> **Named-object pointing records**
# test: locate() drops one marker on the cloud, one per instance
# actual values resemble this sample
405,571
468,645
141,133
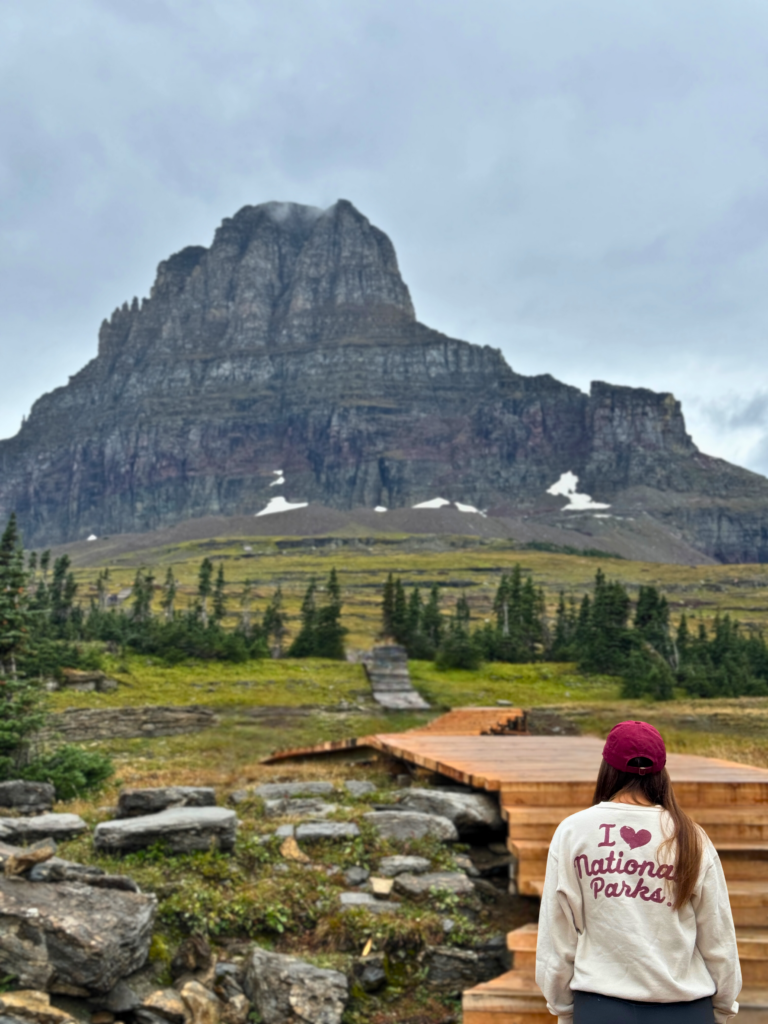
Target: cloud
581,185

> **Work instructions**
Reproduce the whole listing exactly, but not the images in it.

> **Task answer**
# test: locate() drops one marker on the cloud, one per instance
# actual values resemble this sample
405,571
468,645
141,133
Target: cloud
581,185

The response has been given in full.